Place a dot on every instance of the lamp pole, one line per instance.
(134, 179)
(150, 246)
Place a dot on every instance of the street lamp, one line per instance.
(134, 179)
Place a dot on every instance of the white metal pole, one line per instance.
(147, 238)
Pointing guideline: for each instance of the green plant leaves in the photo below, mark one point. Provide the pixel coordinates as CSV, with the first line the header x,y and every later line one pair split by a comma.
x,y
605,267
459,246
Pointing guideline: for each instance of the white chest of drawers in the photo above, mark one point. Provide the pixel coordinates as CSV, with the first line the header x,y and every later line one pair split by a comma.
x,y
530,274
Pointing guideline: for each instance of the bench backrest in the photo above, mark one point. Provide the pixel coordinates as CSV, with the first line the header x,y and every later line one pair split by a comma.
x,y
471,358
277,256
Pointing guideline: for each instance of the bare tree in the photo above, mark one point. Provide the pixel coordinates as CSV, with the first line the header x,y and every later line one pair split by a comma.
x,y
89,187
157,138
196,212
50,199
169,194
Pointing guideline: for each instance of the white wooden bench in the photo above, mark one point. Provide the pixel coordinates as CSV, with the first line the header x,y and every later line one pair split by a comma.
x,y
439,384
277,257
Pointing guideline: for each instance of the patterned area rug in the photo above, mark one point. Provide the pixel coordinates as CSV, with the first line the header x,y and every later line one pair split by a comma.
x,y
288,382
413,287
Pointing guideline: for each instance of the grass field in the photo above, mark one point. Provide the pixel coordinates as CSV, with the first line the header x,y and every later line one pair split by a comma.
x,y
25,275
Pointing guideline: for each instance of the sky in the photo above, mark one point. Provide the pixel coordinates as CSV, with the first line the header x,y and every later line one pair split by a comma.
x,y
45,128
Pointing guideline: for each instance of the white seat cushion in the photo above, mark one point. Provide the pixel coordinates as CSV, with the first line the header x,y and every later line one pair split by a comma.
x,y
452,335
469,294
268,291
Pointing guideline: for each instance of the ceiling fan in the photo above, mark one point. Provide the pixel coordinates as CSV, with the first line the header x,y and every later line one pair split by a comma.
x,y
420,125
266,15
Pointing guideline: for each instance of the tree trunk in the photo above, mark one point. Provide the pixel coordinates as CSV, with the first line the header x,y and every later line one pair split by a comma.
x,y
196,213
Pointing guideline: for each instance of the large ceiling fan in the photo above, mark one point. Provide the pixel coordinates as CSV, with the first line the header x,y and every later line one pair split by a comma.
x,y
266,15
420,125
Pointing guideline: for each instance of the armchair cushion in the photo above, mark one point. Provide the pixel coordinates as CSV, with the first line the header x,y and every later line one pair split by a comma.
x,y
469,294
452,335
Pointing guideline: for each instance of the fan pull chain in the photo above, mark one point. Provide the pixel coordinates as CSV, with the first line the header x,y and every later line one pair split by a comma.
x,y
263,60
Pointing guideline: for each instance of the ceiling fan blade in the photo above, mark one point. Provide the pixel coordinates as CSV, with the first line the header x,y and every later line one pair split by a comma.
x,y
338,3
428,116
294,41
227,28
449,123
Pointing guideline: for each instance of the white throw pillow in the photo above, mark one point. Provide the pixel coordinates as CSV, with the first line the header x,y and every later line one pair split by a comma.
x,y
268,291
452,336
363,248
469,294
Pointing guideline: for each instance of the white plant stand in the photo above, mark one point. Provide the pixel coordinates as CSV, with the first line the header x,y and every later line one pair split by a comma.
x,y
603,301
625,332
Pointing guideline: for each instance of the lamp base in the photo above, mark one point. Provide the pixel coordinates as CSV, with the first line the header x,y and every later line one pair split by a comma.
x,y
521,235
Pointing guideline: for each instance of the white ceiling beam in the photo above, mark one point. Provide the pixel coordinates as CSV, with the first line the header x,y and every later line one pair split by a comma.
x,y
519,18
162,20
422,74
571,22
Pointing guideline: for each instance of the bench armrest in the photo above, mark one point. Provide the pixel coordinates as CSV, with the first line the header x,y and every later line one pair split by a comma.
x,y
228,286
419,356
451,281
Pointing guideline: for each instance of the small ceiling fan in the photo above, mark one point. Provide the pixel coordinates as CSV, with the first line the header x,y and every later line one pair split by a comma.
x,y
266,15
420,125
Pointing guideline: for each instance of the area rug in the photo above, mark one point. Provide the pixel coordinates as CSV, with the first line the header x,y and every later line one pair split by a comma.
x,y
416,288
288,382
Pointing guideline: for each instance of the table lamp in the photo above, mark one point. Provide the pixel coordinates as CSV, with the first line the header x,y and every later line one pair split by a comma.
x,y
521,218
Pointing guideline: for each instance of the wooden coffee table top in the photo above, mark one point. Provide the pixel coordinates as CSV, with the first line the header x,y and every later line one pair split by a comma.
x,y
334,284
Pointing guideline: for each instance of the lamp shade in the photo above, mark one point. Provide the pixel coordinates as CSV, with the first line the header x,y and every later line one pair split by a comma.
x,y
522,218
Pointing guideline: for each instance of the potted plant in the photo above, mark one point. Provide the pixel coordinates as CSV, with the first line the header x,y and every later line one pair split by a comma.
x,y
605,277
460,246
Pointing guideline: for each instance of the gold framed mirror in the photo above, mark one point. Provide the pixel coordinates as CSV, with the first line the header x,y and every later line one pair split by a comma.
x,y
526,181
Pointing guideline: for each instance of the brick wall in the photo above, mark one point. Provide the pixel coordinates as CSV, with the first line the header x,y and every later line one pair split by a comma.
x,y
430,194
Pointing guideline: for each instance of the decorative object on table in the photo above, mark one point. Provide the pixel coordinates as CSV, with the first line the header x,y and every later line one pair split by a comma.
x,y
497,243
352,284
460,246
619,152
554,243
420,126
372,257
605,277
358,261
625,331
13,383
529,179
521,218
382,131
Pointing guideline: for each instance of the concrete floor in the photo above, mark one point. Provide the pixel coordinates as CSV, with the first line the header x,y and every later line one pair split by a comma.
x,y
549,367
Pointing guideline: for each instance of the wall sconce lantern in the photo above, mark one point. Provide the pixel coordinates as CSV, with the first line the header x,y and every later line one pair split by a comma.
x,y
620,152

════

• _Task statement_:
The entries are to be transcribed exactly, each line in full.

• _Output of the task_:
Place a dot on every instance of the lamp pole, one line per instance.
(134, 179)
(150, 246)
Place a dot on every instance of the street lamp, one line per instance.
(134, 179)
Place a dot on every instance of the white metal pole, one line per instance.
(147, 238)
Pointing guideline: for each instance of the green plant leaves in the photo below, mark one point. Provide the pixel coordinates as CSV, with the first line the header x,y and every later line one pair split by a comma.
x,y
605,267
459,246
Pointing guideline: for each instance of the white chest of drawers in the photo above, mark one point. Provide the pixel coordinates as CSV, with the first line the header x,y and every later line one pair split by a comma.
x,y
530,274
Pointing guideline: for each instance of the bench backrest in the photo above, mark one point. Provide the pixel coordinates as CSV, with the first line the header x,y and every later line one pair split by a comma.
x,y
471,358
277,256
Pointing guideline: for each instance of the bare tree in the photo above, mark one point. Provide the pixel coordinates as CSV, with the first line the header x,y and every later line one pair split by a comma.
x,y
89,187
157,138
196,212
50,199
169,194
Pointing guideline: for each instance of the white wooden bench in the photo above, mark one point. Provide the pixel coordinates as CSV, with the first line the header x,y and every later line one pair split by a comma.
x,y
439,384
277,257
Pointing guideline: for each instance of the patterned area rug in the photo above, mark one point. Provide the pixel coordinates as CSV, with the first line the header x,y and every later line one pair split by a comma.
x,y
288,382
413,287
Pointing guideline: for each instance of the grass field in the photo above, mark one point. Provide the pixel coordinates as CSV, with the first line the header x,y and every later line one pair split by a comma.
x,y
25,275
Pointing guideline: for each instance of the sky in the photo above, mark one point. Provide the pixel coordinates as CSV, with the first line the header x,y and every later line one pair split by a comma.
x,y
45,128
Pointing guideline: for each instance of the white seat cushion in the photo above, mark one point. Provide the pixel coordinates as CSV, with the first line the header x,y and every later line one pair split by a comma.
x,y
452,335
469,294
268,291
Pointing guideline: for each instance of the ceiling fan in the photo above, mark one point. Provide the pixel coordinates as CSV, with the first line the header x,y and every later line one pair split by a comma.
x,y
420,125
266,15
Pointing guideline: for each instance of the tree trunk in the photo above, mark one point. Provide the pixel coordinates as CSV, with the first line the header x,y and every later line one pair split by a comma.
x,y
196,213
Pointing guideline: for each instance of the large ceiling fan in the photo above, mark one point. Provide the pixel coordinates as CSV, with the first line the header x,y and every later line one pair split by a comma.
x,y
266,15
420,125
Pointing guideline: for each instance of the armchair cushion in the photo above, mark one point. Provide the pixel coordinates as CSV, with the first line the header x,y and every later line one pair split by a comma.
x,y
469,294
452,335
Pointing guideline: for each instance of the fan pull chain in the photo above, mark one point. Provide the pixel coordinates as CSV, with the first line the header x,y and every later line one pair split by a comma.
x,y
263,60
Pointing guideline: for each instance of the ceiling fan blade in the photo above, mark one point. Provide the pixel coordinates as CSV, with the first line the header x,y and every later line one pair split by a comma.
x,y
338,3
428,116
294,41
227,28
449,123
Pointing guideline: for each instance of the white throw pillow in the photo above, mark one point. Provide the pixel coordinates as CSV, with the first line the header x,y and every later line one pair split by a comma.
x,y
268,291
452,336
363,248
469,294
Pointing guideline: for each instance of the white plant stand in the photo above, mark one point. Provide the pixel coordinates as CSV, with the first line the header x,y and every later line one pair split by a comma.
x,y
603,301
625,332
Pointing guideline: for each instance of the lamp base in the photo above, mark one point. Provide the pixel coordinates as CSV, with the first line the header x,y and every later line one pair split by a comma.
x,y
521,235
Pointing guideline: for each instance of the white ceiling beam in the photo above, mark one point. Provide the pixel coordinates as CSV, with the first line the header x,y and every later line one pair split by a comma.
x,y
519,18
162,20
422,74
571,22
Pointing guideline: for each instance of the bench armrest in the photo above, mark one point. Provide the pixel coordinates as CSV, with the first line the header x,y and every later line one pair split by a comma.
x,y
228,286
419,356
451,281
Pointing guideline: for each instance of the small ceiling fan in the photo above, mark one point. Provide the pixel coordinates as CSV, with the first line the header x,y and every later line one pair split by a comma.
x,y
266,15
420,125
Pointing guideline: for each instance of the area rug in the photo above, mark one point. Provide the pixel coordinates as CSV, with the first line the header x,y and every later line one pair split by a comma.
x,y
416,288
288,382
Pointing guideline: for each instance of the table lamp in the photo above, mark one point. Provide the pixel coordinates as CSV, with the first line the header x,y and every later line one pair split by a comma.
x,y
521,218
Pointing guideline: for each instance of the wooden coffee table top in the photo above, mark one point. Provide the pixel coordinates as CSV, with the first line the header x,y and every later line one pair split by a comma.
x,y
334,284
Pointing guideline: for each instance of the lamp shade in the photo above, mark one point. Provide the pixel coordinates as CSV, with the first line the header x,y and every later line one pair split by a comma.
x,y
522,218
Pointing guideline: for each instance of the potted plant in the photo above, mark one point. Provide the pixel coordinates as CSV, with the first line the header x,y and every later line one pair split by a comma.
x,y
605,277
460,246
Pointing guideline: for each instance of the gold framed mirror in the photo above, mark one point. Provide the pixel coordinates as CSV, with the first line the header x,y and every later line one pair split by a comma.
x,y
526,181
Pointing guideline: for each instance of the brick wall in the photo above, mark one point. Provide the pixel coordinates as CSV, with the first line the header x,y and every later line one pair split by a comma.
x,y
430,194
Pointing guideline: for each instance of the decorative object on table in the photo above, mark one point. Provide the pixel coordinates as CSV, with the first line the header x,y and every later line one pair split by a comma.
x,y
497,243
352,284
460,246
619,152
554,243
420,126
372,257
605,277
358,261
625,331
13,383
529,179
521,218
382,131
Pointing guideline: for each instance of the concrete floor in the photo above, mark one point. Provide the pixel coordinates as CSV, with the first line the header x,y and every later line one pair split by a comma.
x,y
549,367
Pointing guideline: for each instance of the wall sconce lantern in the photo above, mark one point. Provide the pixel coordinates as CSV, with the first line the header x,y and every later line one pair split by a comma.
x,y
620,152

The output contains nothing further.